• [Brano di partenza]

<<<<

1) l’oltrepassamento sistematico del “limite ermeneutico”;

2) la relativizzazone del “dato rivelato”, mentre viene assolutizzata l’ipotesi teologica;

3) l’infondata interpretazione del ruolo ecclesiale del teologo come finalizzato alla ri-formulazione del dogma;

4) la negazione del carattere soprannaturale della Rivelazione (ne è esempio l’evoluzionismo materialistico nella cristologia del gesuita francese Pierre Teilhard de Chardin, e poi anche l’a priori trascendentale nella teologia fondamentale del gesuita tedesco Karl Rahner);

5) l’adozione di categorie gnoseologiche che pregiudicano il carattere razionale dell’atto di fede nei misteri rivelati (tra queste, il pregiudizio anti-fondazionistico e anti-metafisico, che ha prodotto l’attuale deriva fideistica e la perdita del realismo teologico conseguente all’applicazione del metodo fenomenologico;

6) l’adozione delle categorie dialettiche dell’idealismo, con la conseguente storicizzazone della dottrina cristiana (ciò è evidente nello svizzero Hans Küng, ma si rileva anche nel tedesco Klaus Hemmerle e nei suoi epigoni italiani, Piero Coda e Vito Mancuso);

7) l’assolutizzazione della logica pragmatica a scapito della logica aletica, con il che la scienza teologica è ridotta a retorica in funzione di talune scelte pastorali (come nel campo dell’ecumenismo e del dialogo inter-religioso;

8) la manipolazione della teologia dogmatica in funzione delle contrapposte ideologie religiose del “conciliarismo” e dell’anticonciliarismo;

9) la creazione del mito di un presunto “pensiero moderno” in base al quale la dottrina della fede dovrebbe essere radicalmente re-interpretata (ciò è avvenuto a partire dal modernismo del primo Novecento fino ad arrivare alla cosiddetta teologia “post-conciliare”;

10) la manipolazione della teologia morale manipolata in funzione delle contrapposte ideologie politiche (ciò è evidente soprattutto nella cosiddetta “teologia della liberazone” e in altre forme di “teologia politica”.

>>>>

• [Consegna scritta a]
Chi sono gli epigoni italiani di Klaus Hemmerle nominati nel brano sulla teologia?
L'elenco qui dopo non ha nessun legame con il brano.

• [Dati di partenza]
<<<<

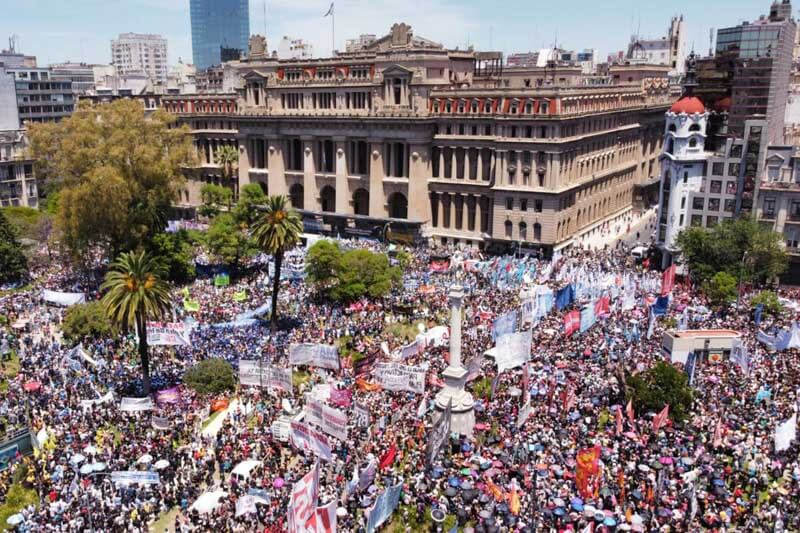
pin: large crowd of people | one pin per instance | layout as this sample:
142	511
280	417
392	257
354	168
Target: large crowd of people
718	470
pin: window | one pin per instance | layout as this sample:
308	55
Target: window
769	206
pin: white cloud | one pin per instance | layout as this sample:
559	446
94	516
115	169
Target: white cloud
444	21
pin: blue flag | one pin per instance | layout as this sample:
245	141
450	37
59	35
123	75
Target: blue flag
759	311
564	297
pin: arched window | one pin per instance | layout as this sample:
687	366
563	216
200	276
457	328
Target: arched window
398	205
296	196
327	198
361	202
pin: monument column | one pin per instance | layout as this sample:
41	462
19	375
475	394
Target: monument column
462	419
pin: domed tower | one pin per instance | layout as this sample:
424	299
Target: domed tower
682	162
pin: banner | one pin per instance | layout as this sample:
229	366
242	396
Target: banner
306	438
361	415
127	477
504	325
168	334
438	435
785	433
524	413
133	405
63	298
261	375
384	506
513	350
321	355
396	376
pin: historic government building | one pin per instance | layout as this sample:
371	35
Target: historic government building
408	137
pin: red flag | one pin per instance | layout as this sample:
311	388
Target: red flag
629	411
388	458
660	419
602	306
668	280
572	322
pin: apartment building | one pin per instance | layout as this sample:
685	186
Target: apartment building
404	133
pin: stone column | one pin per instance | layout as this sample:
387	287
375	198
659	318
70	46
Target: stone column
453	395
340	166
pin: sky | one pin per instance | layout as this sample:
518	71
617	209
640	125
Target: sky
81	30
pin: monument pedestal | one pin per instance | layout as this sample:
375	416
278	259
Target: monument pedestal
462	412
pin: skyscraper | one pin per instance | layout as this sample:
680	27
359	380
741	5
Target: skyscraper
220	29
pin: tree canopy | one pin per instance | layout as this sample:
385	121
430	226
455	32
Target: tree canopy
743	248
13	264
118	172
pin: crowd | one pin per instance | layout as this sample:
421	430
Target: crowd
717	471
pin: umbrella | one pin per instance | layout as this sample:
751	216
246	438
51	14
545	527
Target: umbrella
32	386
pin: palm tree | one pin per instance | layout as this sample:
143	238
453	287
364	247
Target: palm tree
135	292
276	231
228	157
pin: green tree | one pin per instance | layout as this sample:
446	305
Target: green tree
86	320
134	292
227	240
214	198
210	376
770	302
251	196
743	248
661	385
174	253
13	264
323	261
228	158
276	231
721	290
361	273
118	172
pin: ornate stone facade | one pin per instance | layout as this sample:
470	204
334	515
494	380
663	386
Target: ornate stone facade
405	129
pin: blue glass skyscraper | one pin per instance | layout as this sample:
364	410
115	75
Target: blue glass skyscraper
220	30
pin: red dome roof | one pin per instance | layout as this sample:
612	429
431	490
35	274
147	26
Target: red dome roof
688	105
723	104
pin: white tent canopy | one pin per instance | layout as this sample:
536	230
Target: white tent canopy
208	501
245	467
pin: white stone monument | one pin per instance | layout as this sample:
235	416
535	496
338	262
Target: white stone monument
455	375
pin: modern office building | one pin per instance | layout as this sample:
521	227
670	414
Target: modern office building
140	54
447	143
220	30
756	61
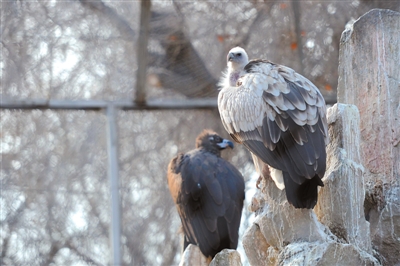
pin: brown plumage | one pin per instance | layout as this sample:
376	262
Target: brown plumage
280	116
208	192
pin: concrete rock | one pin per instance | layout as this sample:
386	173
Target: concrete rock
324	253
193	256
341	201
369	77
227	257
258	251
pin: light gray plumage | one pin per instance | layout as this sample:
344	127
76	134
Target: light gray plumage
208	192
280	116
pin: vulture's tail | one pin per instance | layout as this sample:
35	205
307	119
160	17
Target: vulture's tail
304	195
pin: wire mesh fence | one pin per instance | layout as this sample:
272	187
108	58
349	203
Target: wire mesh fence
55	197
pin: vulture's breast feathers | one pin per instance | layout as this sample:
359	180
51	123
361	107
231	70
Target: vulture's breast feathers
280	116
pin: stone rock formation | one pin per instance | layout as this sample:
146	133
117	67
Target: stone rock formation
369	77
357	218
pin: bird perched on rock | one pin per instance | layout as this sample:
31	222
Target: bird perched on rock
208	192
280	116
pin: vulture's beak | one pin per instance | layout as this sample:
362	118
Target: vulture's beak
225	143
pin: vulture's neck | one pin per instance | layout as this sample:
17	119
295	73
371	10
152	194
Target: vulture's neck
212	150
234	74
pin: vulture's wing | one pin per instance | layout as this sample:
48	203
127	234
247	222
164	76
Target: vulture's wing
209	193
280	116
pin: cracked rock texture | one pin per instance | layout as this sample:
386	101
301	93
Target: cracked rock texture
356	220
369	77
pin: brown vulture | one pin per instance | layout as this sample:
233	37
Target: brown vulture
208	192
280	116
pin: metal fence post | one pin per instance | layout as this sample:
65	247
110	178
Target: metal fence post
112	150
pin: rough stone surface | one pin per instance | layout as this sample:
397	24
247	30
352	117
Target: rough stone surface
341	201
324	253
369	77
283	235
193	256
264	254
227	257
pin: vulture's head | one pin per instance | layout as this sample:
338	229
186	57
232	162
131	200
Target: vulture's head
237	58
212	142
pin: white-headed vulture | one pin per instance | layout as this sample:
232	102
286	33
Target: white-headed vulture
208	192
280	116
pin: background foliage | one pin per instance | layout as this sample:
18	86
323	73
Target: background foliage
54	189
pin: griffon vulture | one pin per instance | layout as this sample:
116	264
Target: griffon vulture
208	192
280	116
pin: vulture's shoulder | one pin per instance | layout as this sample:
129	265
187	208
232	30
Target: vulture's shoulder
274	92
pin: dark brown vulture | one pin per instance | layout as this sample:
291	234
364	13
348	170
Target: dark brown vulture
280	116
208	192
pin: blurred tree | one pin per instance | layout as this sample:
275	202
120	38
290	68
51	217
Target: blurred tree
54	191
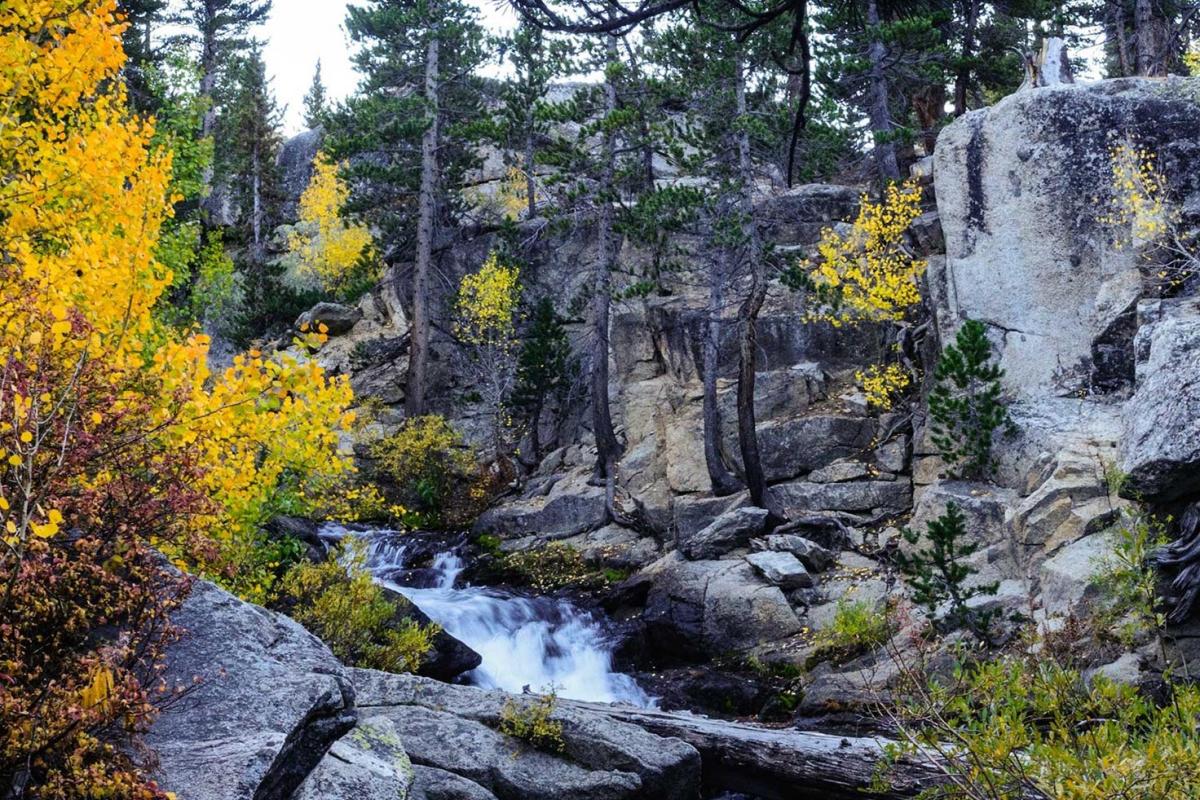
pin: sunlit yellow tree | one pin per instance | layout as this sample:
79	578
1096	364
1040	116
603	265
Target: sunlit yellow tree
485	323
868	274
113	433
329	250
1144	220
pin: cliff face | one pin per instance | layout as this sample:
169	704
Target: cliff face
1099	359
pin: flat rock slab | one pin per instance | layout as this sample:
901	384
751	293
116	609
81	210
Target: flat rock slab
456	729
269	702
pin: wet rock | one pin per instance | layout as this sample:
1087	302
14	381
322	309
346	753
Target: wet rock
729	531
449	657
1161	446
335	317
455	728
270	702
781	569
369	762
713	607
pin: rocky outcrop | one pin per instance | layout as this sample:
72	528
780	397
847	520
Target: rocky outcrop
264	701
456	729
1161	443
369	762
713	607
335	317
1019	188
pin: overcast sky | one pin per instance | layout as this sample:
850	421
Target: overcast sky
300	31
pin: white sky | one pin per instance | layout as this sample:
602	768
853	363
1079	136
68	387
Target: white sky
300	31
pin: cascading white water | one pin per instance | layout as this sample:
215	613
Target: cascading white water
527	643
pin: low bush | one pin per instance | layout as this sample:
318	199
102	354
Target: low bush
1030	727
340	602
533	721
857	627
435	471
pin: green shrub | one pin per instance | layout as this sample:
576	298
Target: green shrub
1030	727
966	405
1129	605
435	471
533	721
857	627
939	575
339	602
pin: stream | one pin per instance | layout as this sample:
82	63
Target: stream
528	644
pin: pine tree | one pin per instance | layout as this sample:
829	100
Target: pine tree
544	367
966	405
405	137
939	575
316	103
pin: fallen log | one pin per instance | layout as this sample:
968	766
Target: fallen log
783	763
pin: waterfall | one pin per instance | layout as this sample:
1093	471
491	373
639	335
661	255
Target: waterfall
527	643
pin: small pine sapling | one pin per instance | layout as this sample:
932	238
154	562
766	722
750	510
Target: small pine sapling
939	575
966	404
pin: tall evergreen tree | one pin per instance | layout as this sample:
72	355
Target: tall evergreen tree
406	132
316	102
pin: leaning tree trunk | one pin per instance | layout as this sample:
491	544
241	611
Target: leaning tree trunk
879	109
421	325
963	78
748	314
607	447
719	475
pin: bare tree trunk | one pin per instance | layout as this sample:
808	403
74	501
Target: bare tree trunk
607	447
208	90
1144	26
719	475
421	325
879	108
748	314
963	78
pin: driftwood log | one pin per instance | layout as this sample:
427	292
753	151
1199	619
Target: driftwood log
1182	554
783	763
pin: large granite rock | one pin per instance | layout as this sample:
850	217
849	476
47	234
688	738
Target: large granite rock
1161	446
1020	187
729	531
571	506
456	729
369	762
335	317
713	607
269	702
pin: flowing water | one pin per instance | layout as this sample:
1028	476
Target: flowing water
527	643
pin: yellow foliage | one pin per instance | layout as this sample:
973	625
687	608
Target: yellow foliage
883	383
486	306
1138	206
328	247
339	601
867	275
83	197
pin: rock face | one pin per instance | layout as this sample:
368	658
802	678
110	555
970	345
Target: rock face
270	702
334	316
1018	188
369	762
455	729
1162	435
713	607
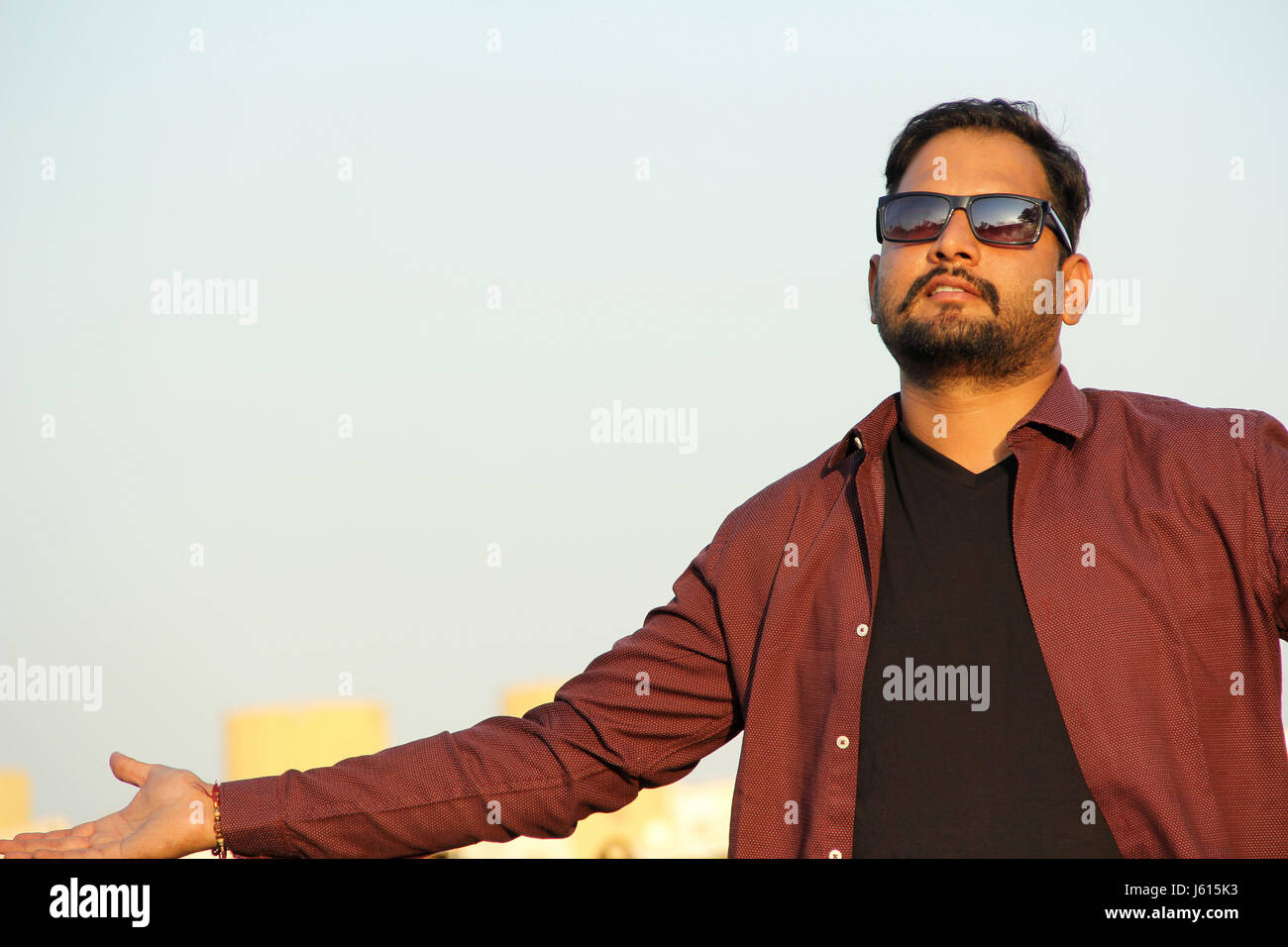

>>>>

• [Consegna scritta b]
Conta le righe dell'elenco in cui compare la parola "people", distinguendo tra maiuscole e minuscole, e scrivi solo il numero.

• [Risposta a]
Piero Coda e Vito Mancuso.

• [Risposta b]
2